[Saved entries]
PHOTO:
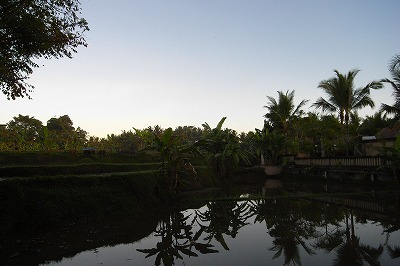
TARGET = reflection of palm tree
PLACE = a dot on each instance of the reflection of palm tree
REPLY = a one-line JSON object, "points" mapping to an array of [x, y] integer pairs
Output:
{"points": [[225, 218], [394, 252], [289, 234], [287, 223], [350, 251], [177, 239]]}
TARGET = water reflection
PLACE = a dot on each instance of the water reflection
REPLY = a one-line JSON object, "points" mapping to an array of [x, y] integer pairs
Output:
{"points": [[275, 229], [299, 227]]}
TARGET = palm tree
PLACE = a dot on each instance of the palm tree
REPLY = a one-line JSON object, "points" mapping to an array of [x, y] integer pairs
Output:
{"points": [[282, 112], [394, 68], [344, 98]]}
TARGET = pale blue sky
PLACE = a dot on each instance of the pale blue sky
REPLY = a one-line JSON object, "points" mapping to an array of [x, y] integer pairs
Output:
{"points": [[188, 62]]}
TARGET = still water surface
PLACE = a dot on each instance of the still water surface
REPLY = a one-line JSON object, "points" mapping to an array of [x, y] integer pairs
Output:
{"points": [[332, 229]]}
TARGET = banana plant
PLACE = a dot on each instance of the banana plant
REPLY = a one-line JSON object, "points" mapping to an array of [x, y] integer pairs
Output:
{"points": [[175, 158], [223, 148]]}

# [TASK]
Retype only the lines running from the line with "TARGET = water reflection" to the end of the listing, including both of those lines.

# [FINISHED TASK]
TARGET = water reflection
PLACE = a dot on each instance of the water reflection
REPLY = a one-line JSON object, "points" mapping to an array of [x, y] integer pairs
Output:
{"points": [[275, 229], [299, 227]]}
TARGET = palm tree
PLACE = a dot on each instance of the palm tree
REPLY = a one-line JSON object, "points" mapping to an array of [x, y] integer pairs
Output:
{"points": [[282, 112], [394, 68], [344, 98]]}
TARGET = pale blue sky
PLACE = a dot on each instance of the pale blue sky
REPLY = a one-line JSON object, "points" mapping to an array of [x, y] integer pairs
Output:
{"points": [[188, 62]]}
TARGET = still water surface
PLACE = a dot on each instance of the still water surface
REPLY = a one-line JSON object, "points" mapping to an array of [x, y] integer pairs
Output:
{"points": [[332, 229]]}
TARGET = banana plant
PLACE = a dot on each instance of the banana plant
REPLY = a one-line JSON object, "points" mapping to an array of [x, y] integer pairs
Output:
{"points": [[175, 158], [223, 148]]}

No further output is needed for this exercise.